#### EXERCISE BRIEF
Please count the lines in the data below that contain the word "leaf" and reply with the number only.

Start of RECORD EXCERPTS

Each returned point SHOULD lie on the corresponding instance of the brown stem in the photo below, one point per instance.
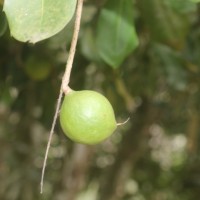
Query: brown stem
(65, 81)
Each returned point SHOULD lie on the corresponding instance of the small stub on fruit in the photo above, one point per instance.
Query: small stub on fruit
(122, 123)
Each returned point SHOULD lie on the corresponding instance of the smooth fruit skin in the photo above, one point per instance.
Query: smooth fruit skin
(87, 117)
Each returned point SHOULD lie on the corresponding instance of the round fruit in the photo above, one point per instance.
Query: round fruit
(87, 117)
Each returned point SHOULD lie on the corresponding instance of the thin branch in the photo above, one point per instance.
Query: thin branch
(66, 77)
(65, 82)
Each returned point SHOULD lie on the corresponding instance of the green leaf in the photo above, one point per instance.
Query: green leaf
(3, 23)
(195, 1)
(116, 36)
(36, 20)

End of RECORD EXCERPTS
Start of RECORD EXCERPTS

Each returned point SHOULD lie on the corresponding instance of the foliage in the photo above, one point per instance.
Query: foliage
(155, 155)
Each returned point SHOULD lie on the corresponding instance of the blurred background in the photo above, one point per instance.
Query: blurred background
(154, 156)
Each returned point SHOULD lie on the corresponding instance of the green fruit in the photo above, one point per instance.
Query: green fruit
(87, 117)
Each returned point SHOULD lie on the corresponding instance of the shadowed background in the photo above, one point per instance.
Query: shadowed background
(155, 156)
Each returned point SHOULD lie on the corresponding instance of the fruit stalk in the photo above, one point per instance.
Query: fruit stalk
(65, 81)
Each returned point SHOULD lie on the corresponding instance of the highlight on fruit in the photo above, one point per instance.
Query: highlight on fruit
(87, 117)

End of RECORD EXCERPTS

#### ANSWER
2